Exercise goal: Write out again only the lines running from the one that contains "man's head, and" to the end of the records below, including both the first and the last.

(Excerpts of location labeling data)
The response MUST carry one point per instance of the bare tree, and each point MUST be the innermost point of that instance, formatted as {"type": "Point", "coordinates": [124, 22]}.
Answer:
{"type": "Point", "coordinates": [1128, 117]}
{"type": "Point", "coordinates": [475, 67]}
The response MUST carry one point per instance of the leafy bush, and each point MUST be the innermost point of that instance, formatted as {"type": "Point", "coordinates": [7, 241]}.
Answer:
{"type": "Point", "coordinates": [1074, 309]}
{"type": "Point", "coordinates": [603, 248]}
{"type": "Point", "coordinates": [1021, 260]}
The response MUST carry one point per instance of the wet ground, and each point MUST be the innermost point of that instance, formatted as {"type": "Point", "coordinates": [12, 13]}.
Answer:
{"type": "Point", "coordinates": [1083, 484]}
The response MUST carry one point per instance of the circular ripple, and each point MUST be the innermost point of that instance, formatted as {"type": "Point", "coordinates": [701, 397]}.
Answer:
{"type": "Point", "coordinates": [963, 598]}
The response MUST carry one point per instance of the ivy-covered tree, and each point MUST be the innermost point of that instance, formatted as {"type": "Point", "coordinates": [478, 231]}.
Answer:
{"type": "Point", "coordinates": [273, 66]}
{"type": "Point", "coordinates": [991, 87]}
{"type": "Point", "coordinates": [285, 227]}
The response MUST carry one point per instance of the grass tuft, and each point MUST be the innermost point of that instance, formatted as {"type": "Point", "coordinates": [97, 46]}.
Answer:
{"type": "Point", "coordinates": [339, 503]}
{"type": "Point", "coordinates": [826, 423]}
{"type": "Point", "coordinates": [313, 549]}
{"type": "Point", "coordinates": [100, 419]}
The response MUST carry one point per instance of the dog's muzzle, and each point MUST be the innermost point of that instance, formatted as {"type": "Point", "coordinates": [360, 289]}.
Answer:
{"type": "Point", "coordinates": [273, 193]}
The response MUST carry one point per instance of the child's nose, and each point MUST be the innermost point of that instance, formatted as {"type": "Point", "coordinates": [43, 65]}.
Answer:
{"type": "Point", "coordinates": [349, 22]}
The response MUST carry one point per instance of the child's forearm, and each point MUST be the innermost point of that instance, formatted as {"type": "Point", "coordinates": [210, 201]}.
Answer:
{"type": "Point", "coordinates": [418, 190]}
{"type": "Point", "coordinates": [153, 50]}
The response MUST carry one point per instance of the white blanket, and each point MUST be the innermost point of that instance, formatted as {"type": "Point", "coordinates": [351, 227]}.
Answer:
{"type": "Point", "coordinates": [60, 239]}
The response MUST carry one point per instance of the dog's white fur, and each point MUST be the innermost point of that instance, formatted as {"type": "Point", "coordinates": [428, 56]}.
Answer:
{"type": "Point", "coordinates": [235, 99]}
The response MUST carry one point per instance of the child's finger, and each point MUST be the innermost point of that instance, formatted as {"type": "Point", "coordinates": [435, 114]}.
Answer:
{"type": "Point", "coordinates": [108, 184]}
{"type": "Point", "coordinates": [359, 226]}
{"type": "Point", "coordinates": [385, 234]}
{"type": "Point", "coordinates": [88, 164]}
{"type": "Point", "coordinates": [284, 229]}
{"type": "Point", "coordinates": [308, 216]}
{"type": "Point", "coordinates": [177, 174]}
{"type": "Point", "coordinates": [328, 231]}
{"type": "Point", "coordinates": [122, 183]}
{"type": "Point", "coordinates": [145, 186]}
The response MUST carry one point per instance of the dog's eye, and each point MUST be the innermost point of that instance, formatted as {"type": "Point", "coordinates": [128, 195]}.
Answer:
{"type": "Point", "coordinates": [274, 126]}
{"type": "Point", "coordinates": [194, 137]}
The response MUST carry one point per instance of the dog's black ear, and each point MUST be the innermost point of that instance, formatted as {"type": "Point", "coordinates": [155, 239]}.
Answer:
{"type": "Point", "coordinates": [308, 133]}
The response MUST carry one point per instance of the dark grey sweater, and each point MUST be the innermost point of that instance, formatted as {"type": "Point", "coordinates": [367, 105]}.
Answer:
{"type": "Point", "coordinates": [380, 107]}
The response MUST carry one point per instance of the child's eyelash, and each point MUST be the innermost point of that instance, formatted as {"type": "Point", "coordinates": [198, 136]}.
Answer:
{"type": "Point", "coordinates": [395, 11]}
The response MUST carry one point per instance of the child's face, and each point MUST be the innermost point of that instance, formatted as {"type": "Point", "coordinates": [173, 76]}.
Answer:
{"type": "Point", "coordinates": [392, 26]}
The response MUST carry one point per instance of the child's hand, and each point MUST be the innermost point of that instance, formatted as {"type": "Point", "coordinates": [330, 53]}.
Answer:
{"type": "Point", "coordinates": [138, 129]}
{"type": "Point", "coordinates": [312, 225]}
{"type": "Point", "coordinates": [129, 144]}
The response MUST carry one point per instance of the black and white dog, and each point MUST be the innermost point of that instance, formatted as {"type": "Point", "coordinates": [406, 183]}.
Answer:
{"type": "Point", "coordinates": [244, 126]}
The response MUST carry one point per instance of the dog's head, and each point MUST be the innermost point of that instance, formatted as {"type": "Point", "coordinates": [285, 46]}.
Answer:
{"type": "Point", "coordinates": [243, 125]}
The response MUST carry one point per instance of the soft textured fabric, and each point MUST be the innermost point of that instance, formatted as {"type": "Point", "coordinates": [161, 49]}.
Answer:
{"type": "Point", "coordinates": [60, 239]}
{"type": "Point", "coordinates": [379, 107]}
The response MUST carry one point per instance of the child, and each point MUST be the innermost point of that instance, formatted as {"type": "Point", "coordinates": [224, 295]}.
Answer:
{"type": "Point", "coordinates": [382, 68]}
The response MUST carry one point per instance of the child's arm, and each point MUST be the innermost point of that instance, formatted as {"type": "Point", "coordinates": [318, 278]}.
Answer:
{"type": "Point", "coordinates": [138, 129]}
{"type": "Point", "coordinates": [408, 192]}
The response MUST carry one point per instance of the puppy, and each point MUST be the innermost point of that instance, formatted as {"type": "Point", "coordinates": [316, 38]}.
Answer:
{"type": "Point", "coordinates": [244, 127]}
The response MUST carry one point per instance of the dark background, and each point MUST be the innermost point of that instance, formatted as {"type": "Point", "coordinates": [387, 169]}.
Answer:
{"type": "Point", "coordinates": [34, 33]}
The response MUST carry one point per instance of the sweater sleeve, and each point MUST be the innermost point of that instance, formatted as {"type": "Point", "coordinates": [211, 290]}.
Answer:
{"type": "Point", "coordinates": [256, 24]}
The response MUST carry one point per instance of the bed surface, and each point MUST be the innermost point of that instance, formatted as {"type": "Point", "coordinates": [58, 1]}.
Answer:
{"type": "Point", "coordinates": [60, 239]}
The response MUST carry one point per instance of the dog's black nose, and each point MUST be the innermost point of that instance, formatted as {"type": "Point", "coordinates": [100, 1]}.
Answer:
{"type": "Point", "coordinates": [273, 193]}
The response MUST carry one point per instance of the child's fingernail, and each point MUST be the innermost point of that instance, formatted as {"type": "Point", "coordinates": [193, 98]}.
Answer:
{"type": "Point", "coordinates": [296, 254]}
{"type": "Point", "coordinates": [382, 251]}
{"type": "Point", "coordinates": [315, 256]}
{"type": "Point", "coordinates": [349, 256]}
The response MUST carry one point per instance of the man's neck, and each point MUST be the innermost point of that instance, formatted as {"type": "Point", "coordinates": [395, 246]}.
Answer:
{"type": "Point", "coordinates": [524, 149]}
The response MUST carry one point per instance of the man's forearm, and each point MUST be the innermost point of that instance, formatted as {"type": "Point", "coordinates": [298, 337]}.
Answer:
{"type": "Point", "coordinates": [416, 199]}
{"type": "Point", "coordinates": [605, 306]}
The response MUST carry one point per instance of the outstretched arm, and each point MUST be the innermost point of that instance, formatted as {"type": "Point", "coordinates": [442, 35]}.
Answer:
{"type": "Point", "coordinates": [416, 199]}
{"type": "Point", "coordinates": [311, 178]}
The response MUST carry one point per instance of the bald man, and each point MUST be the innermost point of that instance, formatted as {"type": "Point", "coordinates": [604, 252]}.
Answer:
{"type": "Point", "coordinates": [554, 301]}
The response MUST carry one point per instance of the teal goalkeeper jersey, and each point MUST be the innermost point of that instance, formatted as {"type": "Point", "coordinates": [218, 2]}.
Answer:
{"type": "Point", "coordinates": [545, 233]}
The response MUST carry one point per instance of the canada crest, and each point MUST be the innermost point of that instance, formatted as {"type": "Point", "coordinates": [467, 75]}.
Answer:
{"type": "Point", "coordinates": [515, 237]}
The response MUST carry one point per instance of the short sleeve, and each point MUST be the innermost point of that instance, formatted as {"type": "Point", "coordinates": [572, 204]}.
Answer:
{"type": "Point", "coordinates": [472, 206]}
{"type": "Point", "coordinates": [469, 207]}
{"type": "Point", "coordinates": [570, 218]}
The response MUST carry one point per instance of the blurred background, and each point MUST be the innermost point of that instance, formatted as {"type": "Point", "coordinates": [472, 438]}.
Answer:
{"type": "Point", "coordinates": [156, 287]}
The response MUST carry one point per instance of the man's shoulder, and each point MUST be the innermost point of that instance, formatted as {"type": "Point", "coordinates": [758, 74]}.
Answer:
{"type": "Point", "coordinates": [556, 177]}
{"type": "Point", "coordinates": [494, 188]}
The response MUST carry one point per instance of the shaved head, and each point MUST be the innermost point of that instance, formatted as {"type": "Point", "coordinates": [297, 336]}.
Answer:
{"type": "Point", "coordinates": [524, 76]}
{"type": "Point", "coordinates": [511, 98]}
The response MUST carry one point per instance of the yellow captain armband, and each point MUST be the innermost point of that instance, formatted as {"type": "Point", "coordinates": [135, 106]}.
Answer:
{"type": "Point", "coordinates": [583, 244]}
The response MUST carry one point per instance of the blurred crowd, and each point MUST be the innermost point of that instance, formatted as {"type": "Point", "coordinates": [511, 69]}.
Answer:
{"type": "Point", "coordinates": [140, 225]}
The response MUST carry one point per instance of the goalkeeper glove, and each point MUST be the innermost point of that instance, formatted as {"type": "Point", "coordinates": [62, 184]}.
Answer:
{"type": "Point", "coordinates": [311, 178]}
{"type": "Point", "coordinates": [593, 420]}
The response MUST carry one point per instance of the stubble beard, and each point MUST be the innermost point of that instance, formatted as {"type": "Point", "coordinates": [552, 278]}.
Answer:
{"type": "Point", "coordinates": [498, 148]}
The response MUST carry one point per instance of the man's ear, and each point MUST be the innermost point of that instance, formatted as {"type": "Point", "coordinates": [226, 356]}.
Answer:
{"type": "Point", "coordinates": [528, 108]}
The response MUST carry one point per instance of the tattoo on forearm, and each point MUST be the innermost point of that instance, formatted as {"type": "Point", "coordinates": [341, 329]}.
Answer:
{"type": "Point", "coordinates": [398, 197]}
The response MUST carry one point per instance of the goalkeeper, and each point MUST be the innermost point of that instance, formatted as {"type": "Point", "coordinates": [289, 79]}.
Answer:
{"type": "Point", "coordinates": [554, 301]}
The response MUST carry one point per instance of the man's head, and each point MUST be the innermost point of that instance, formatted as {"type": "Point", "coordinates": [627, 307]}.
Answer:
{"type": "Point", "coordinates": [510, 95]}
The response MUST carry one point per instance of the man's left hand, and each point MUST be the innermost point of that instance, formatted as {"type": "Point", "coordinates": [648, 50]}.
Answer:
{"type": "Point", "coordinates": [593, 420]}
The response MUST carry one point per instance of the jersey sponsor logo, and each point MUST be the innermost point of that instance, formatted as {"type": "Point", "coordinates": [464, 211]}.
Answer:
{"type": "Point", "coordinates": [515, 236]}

Answer to the task:
The response MUST carry one point per instance of the man's head, and each point MUST be the innermost point of that instance, formatted as {"type": "Point", "coordinates": [627, 307]}.
Answer:
{"type": "Point", "coordinates": [510, 95]}
The response MUST carry one point per instance of the man's left hand, and each point MUST be the innermost point of that instance, formatted as {"type": "Point", "coordinates": [648, 50]}.
Answer:
{"type": "Point", "coordinates": [593, 420]}
The response MUST carry one point per instance of the jersey sponsor logo, and each point MUST be the innermost point of that instance, formatted as {"type": "Point", "coordinates": [464, 211]}.
Answer:
{"type": "Point", "coordinates": [515, 236]}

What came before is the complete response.